_Document text:_
========
While I maintain a broad visual practice, including drawing, mapping, collaging, and diagramming, I will focus these remarks on my photographic work.  I am particularly interested in how photography can pry open the urban moment--the tiny, crystalline, yet ephemeral increments that unfold within intimate urban spaces. To track these moments I search the interstitial spaces, fragile ground, odd corridors, and recombinant environs that best reveal something of the urban. Ultimately, since the city is an uncanny cipher, I look for it through signals, noise, layers, jagged edges, soft wares, connective tissues, ghosts, hoaxes, fetishes, archives, dreams, and buried treasures.  

Tools

 

Having studied photography and printmaking in college in the 1980s, I have long been at home in the world of analogue production: the nervous red safelight, the film canister, the trays of acetic acid and ammonium thiosulphate, the contrast filters, the big metal timer clock, the improvised burning and dodging wands.  I have also experimented with large format photography, xerography, scanography, camera obscura, and cyantotype.  However, in 2007 I made the leap to digital photography, with all the losses and gains that come with such a move.
========
_Data section:_

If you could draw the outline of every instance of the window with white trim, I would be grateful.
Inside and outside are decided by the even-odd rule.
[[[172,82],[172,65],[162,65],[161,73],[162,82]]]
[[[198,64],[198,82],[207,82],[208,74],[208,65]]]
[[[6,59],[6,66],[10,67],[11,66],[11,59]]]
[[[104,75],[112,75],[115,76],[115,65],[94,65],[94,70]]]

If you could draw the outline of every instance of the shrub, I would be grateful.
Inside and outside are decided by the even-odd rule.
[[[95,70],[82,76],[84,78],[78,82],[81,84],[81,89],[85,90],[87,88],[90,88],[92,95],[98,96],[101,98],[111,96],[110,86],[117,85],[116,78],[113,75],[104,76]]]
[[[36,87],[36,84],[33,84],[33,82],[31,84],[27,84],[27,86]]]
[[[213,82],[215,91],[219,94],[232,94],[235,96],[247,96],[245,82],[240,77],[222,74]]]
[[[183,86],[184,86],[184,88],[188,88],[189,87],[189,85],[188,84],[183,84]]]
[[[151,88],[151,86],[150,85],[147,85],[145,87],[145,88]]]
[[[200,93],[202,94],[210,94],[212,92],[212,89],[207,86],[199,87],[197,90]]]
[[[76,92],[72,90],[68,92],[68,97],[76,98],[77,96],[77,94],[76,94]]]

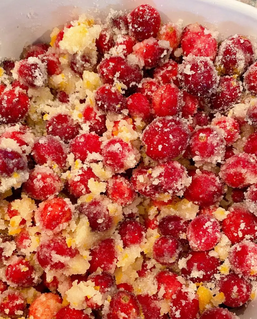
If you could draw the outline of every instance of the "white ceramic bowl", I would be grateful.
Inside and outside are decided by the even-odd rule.
[[[223,37],[236,33],[255,36],[257,9],[236,0],[0,0],[0,56],[18,58],[25,45],[49,41],[53,27],[90,12],[99,16],[110,8],[134,9],[148,3],[163,20],[196,22],[217,27]],[[257,319],[257,300],[238,314]]]

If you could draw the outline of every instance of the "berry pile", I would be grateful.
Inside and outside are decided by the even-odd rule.
[[[148,4],[51,37],[0,61],[0,318],[238,318],[257,287],[256,44]]]

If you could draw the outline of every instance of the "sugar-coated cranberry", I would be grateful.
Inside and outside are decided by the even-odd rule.
[[[157,116],[176,115],[181,109],[181,101],[180,90],[177,86],[165,84],[153,94],[153,110]]]
[[[182,284],[178,279],[178,275],[168,270],[160,271],[156,277],[158,292],[163,291],[162,298],[171,299],[182,288]]]
[[[191,136],[189,145],[195,161],[216,163],[224,158],[225,142],[222,132],[214,127],[196,129]]]
[[[0,148],[0,174],[10,176],[15,172],[26,169],[26,157],[8,149]]]
[[[102,60],[98,67],[98,74],[104,83],[113,84],[117,79],[128,88],[134,88],[142,79],[142,72],[138,65],[129,64],[120,56]]]
[[[30,173],[23,184],[23,191],[35,199],[45,200],[58,194],[62,189],[61,179],[54,171],[44,167],[37,167]]]
[[[111,138],[105,144],[103,157],[104,165],[117,173],[134,167],[139,159],[138,151],[119,137]]]
[[[1,295],[0,301],[0,314],[4,317],[17,318],[17,314],[23,313],[26,302],[18,291],[7,290]],[[20,315],[19,315],[19,316]]]
[[[187,124],[178,118],[156,119],[144,130],[142,142],[146,154],[157,161],[171,160],[184,151],[190,132]]]
[[[257,217],[243,204],[239,203],[229,209],[230,212],[222,221],[222,230],[232,244],[244,239],[257,239]]]
[[[108,180],[106,191],[108,197],[122,206],[132,204],[136,197],[136,192],[129,181],[120,175],[114,176]]]
[[[149,4],[142,4],[128,16],[129,32],[139,41],[155,37],[161,24],[158,11]]]
[[[99,37],[96,39],[95,44],[97,51],[100,54],[108,52],[114,45],[113,34],[111,29],[105,28],[102,29]]]
[[[40,165],[54,163],[63,168],[66,165],[67,150],[63,142],[51,135],[40,137],[34,144],[31,154]]]
[[[151,117],[151,108],[147,98],[142,93],[134,93],[127,99],[126,108],[133,118],[148,121]]]
[[[77,135],[71,140],[70,143],[71,152],[74,154],[75,158],[80,160],[82,162],[95,161],[97,160],[91,156],[93,153],[96,153],[99,156],[102,152],[101,146],[102,142],[99,137],[95,133],[84,133]]]
[[[219,241],[220,227],[213,217],[208,215],[197,216],[188,225],[187,236],[193,250],[209,250]]]
[[[120,319],[122,317],[128,319],[136,319],[140,314],[137,299],[133,293],[120,291],[112,297],[110,302],[107,319]]]
[[[192,293],[183,290],[179,291],[175,298],[172,298],[170,310],[171,319],[177,319],[179,314],[180,319],[196,319],[199,312],[199,301],[197,296]]]
[[[257,245],[249,240],[236,244],[229,252],[232,270],[246,277],[257,276]]]
[[[109,84],[100,86],[95,93],[96,105],[106,112],[121,113],[126,107],[126,99],[116,88]]]
[[[186,256],[186,264],[181,272],[193,283],[210,281],[218,272],[220,261],[208,252],[192,251]]]
[[[169,49],[168,45],[160,45],[159,40],[152,37],[138,42],[133,47],[136,56],[146,69],[157,66],[169,54]]]
[[[34,319],[54,318],[62,308],[62,298],[56,294],[43,293],[31,304],[29,308],[29,316]]]
[[[76,249],[68,247],[64,237],[56,236],[40,243],[37,248],[37,260],[44,269],[63,269],[65,266],[63,257],[72,258],[78,253]]]
[[[186,56],[207,56],[214,60],[218,50],[218,43],[209,31],[197,23],[188,25],[181,37],[181,48]]]
[[[88,203],[82,203],[77,209],[80,215],[86,216],[89,226],[93,231],[105,232],[113,226],[114,218],[108,209],[109,202],[106,203],[97,199]]]
[[[179,74],[182,86],[193,95],[208,97],[216,91],[219,77],[208,58],[189,56],[180,65]]]
[[[68,306],[62,308],[55,314],[55,319],[91,319],[90,316],[82,310],[77,310]]]
[[[12,89],[0,97],[0,123],[12,124],[24,120],[29,108],[28,96],[20,90]]]
[[[220,111],[227,111],[239,100],[242,87],[241,83],[232,76],[221,77],[217,91],[210,98],[211,107]]]
[[[103,271],[113,273],[117,258],[114,240],[112,238],[103,240],[90,249],[90,256],[92,258],[89,261],[90,272],[96,271],[99,267]]]
[[[38,58],[30,57],[18,62],[18,79],[32,87],[43,86],[47,79],[46,65]]]
[[[192,181],[186,189],[184,197],[200,206],[209,206],[219,202],[224,192],[218,176],[211,172],[192,172]]]
[[[220,292],[225,296],[223,303],[228,307],[240,307],[249,300],[252,285],[243,277],[231,273],[223,276],[217,283]]]
[[[33,285],[34,267],[23,258],[8,265],[5,271],[6,280],[12,286],[24,288]]]
[[[172,236],[162,236],[153,246],[153,257],[162,265],[171,265],[177,261],[181,251],[180,243]]]
[[[169,41],[171,48],[174,50],[180,43],[181,32],[177,25],[171,22],[168,22],[161,27],[157,38],[159,40]]]
[[[231,187],[242,188],[257,182],[257,159],[243,152],[236,154],[222,165],[220,175]]]
[[[60,113],[52,116],[46,125],[48,134],[58,136],[66,143],[78,134],[80,127],[70,115]]]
========
_Work task 1:_
Answer from the photography text above:
(a) Which two subjects did the writer study in college?
(b) In what year did the writer move to digital photography?
(c) What does the writer call the city?
_Work task 2:_
For each statement, say yes or no depending on whether the photography text above agrees, and quote the words that decide it.
(a) The writer studied in college in the 1990s.
(b) The writer has tried camera obscura.
(c) The writer's remarks focus on drawing.

_Task response 1:_
(a) Photography and printmaking.
(b) 2007.
(c) An uncanny cipher.

_Task response 2:_
(a) No: "Having studied photography and printmaking in college in the 1980s"
(b) Yes: "I have also experimented with large format photography, xerography, scanography, camera obscura"
(c) No: "I will focus these remarks on my photographic work."